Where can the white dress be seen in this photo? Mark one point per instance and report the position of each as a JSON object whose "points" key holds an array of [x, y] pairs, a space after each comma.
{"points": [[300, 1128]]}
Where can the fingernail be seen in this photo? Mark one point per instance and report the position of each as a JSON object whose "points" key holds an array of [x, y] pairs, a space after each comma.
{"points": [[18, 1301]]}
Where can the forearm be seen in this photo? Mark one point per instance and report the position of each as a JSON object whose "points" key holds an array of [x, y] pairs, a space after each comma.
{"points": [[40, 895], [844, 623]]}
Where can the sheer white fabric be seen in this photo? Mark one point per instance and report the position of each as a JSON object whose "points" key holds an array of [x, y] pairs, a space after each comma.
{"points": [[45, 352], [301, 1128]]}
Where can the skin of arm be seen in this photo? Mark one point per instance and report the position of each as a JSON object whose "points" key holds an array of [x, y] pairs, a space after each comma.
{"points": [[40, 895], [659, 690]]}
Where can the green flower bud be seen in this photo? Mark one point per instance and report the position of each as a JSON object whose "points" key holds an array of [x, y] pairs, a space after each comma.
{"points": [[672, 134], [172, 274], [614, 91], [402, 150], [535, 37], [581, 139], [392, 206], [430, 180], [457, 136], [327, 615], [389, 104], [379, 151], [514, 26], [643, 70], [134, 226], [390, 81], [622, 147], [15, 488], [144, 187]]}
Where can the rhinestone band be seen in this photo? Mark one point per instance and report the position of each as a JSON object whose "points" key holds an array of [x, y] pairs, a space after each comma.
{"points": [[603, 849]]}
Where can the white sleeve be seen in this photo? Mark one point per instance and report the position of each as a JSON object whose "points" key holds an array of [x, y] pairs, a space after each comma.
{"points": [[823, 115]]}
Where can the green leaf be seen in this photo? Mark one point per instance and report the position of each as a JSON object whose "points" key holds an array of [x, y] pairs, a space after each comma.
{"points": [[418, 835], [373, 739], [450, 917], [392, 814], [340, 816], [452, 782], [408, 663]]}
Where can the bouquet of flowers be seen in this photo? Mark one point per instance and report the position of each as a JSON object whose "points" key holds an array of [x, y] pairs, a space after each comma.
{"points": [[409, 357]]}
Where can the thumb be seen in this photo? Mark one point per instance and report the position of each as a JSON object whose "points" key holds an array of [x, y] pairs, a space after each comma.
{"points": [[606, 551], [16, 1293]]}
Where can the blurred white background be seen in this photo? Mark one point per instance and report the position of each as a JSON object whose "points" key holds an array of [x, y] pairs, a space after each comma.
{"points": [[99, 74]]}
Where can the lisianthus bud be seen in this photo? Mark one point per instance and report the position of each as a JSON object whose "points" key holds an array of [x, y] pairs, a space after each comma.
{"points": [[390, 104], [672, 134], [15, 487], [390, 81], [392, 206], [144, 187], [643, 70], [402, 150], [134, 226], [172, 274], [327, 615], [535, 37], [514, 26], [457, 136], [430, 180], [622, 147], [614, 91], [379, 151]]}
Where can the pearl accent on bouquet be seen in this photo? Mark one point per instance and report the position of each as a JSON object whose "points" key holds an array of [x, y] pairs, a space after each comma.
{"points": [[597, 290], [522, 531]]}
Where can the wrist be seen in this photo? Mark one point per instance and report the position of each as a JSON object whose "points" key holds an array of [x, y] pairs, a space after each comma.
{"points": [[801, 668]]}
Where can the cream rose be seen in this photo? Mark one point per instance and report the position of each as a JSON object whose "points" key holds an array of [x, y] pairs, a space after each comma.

Your instructions
Only an exact copy of the entries above will do.

Answer below
Where can the white dress be seen in this photo? Mark one point per instance and report the position of each as a JSON object whose "points" key holds an array of [x, y] pairs, a space after each comma.
{"points": [[300, 1128]]}
Where can the fingernail be seen in this photo? Mark one point per instance and report the position of each as a JSON object whose "points" key holds an array of [x, y] pairs, a space after each comma.
{"points": [[18, 1301]]}
Where can the forearm be seen in this photo? Mark one point per instance and report the position of each as a JSON object whose "points" key holds an array of [x, y] pairs, a space after each comma.
{"points": [[40, 895], [844, 623]]}
Where can the sheer white fabric be seen in this photo? Mark one point per instance and report the position of each as a JSON object whose "points" key holds an array of [x, y] pairs, a space after each comma.
{"points": [[45, 352], [301, 1128]]}
Where can the skin of arm be seen in this photo? Mark one point per instance and report the position of each as a JSON object whose "points" key holds an array of [x, y] pairs, a space after each comma.
{"points": [[40, 895], [659, 690]]}
Where can the green flower bud be seen in this photo? Mark one point per instance and report the position of each as a JSON object whose "points" key holds an array of [x, y] pairs, a space after each comma.
{"points": [[672, 134], [172, 274], [614, 91], [402, 150], [535, 37], [581, 139], [392, 206], [430, 180], [457, 136], [327, 615], [389, 104], [379, 151], [514, 26], [643, 70], [134, 226], [390, 81], [622, 147], [15, 488], [144, 187]]}
Where can the rhinestone band be seen in this photo? Mark one point per instance and report the position of each as a JSON object whose "points" key holds an array of [x, y] pairs, a space after each comma.
{"points": [[603, 849]]}
Where can the white sleeve be seen in this photo? Mark one point per instance and report the position of each as a JSON object whose "points" key holds an array of [x, y] pairs, a space after each comma.
{"points": [[823, 115]]}
Where can the green leaf be seen in this photo? Mark one point per instance and report the position of each as a JSON object whose "points" key holds an array of [x, y] pairs, a space after each comma.
{"points": [[418, 835], [373, 739], [450, 917], [392, 814], [340, 816], [452, 782], [408, 663]]}
Where can the bouquet of flowers be seen in this photo? Mark one point per instance and report the position of each as a JSON object whose "points" key holds an array of [x, y] pairs, a space after each comma.
{"points": [[409, 357]]}
Where can the thumb be seen in this photo? Mark one point per instance and report the position of each as a JSON object whose "points" key holds an array of [x, y] pairs, a space after each comma.
{"points": [[606, 551], [16, 1293]]}
Where can the blurred white background be seen in this photo? Mark one point per instance and report the position of each as a JSON object whose "points" key holds an array of [x, y] pairs, a space after each comma.
{"points": [[99, 74]]}
Where can the lisianthus bud be seen in this photo? Mark one point per instance and report the position of each as a JSON object whose "points" key holds an array of [x, y] pairs, a space after each comma.
{"points": [[390, 104], [672, 134], [15, 487], [390, 81], [392, 206], [144, 187], [643, 70], [402, 150], [134, 226], [172, 274], [327, 615], [535, 37], [514, 26], [457, 136], [430, 180], [622, 147], [614, 91], [379, 151]]}
Where can the pearl accent on bouquet be seen in this photo? Mark one point per instance and report the position of each as a JSON object whose "points" key holds an array of [x, y] pairs, a space after each comma.
{"points": [[597, 290], [522, 531]]}
Where can the wrist be seen in this photo? Mark one point per instance and report the position of each as a JSON object whose "points" key holds an array of [x, y] pairs, a space after each comma.
{"points": [[801, 668]]}
Where can the cream rose be seen in this photo? Mark one point per instance and report the position of each as a JSON object whose "points" key holds an array of [x, y] pairs, a space after each comma.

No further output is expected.